Data records:
start
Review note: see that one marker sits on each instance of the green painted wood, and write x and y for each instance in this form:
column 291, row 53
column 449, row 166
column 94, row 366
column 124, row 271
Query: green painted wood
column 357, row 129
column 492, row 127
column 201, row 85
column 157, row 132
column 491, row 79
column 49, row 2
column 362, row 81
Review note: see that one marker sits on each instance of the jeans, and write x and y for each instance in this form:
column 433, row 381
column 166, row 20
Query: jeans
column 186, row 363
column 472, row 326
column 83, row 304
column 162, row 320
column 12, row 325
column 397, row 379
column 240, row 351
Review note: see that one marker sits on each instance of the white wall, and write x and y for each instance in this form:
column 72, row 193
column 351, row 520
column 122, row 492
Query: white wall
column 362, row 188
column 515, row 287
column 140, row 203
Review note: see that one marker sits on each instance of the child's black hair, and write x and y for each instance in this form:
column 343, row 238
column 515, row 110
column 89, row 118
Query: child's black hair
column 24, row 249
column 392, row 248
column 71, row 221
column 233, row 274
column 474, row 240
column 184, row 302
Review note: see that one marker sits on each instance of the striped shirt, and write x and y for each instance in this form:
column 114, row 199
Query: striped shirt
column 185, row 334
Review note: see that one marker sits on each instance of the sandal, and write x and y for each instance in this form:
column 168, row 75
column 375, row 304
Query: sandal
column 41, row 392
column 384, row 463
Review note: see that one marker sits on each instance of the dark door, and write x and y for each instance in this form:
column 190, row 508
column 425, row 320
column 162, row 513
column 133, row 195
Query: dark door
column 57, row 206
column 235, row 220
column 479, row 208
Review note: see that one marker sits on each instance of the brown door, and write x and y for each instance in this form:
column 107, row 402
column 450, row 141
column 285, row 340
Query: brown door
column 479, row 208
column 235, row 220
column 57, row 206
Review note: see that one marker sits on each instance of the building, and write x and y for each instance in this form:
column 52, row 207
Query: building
end
* AIM *
Replace every "Query" in the records above with "Target label", and write the records out again with nothing else changed.

* SOLUTION FOR THIS TASK *
Review note: see that one marker sits on each instance of the green painted wood, and write x and y for each instance in this form:
column 291, row 53
column 449, row 166
column 94, row 366
column 124, row 271
Target label: green painted wood
column 357, row 129
column 492, row 127
column 201, row 85
column 157, row 132
column 491, row 79
column 49, row 2
column 362, row 81
Review note: see that one marker sits on each instance of the jeans, and write x and y for each instance in this form:
column 433, row 381
column 166, row 20
Target label: jeans
column 186, row 363
column 472, row 326
column 83, row 304
column 162, row 320
column 12, row 325
column 397, row 379
column 240, row 351
Review note: see that one marker sits on each instance of the white wall, and write x and y for each instance in this form:
column 72, row 193
column 351, row 520
column 122, row 492
Target label: white wall
column 362, row 188
column 515, row 287
column 140, row 203
Review note: see that one marker sits on each instance of the child's black hair, and write x and y for each instance in this form:
column 343, row 238
column 515, row 110
column 89, row 118
Target label: child's black hair
column 24, row 249
column 392, row 248
column 71, row 221
column 233, row 274
column 474, row 240
column 184, row 302
Review note: see that one marker sits on each instance of the striped shirt, and write x and y for each instance in this form:
column 114, row 199
Target label: striped shirt
column 185, row 334
Review note: see that one marker sits on each instance of the sandal, and write x and y for each instance in this form:
column 168, row 75
column 375, row 304
Target label: sandal
column 41, row 392
column 384, row 463
Review note: see that one marker sits on each instance of the dark door, and write x and y for each instance in this form:
column 190, row 508
column 425, row 320
column 162, row 513
column 133, row 195
Target label: dark door
column 57, row 206
column 235, row 220
column 479, row 208
Review note: see that one marker sits on each instance of the brown door, and write x and y for each instance in this form:
column 107, row 402
column 450, row 141
column 285, row 340
Target label: brown door
column 479, row 208
column 235, row 220
column 57, row 206
Review note: see that one marker sits on each instance of the building, and write x and y for each instance in this form:
column 52, row 207
Target label: building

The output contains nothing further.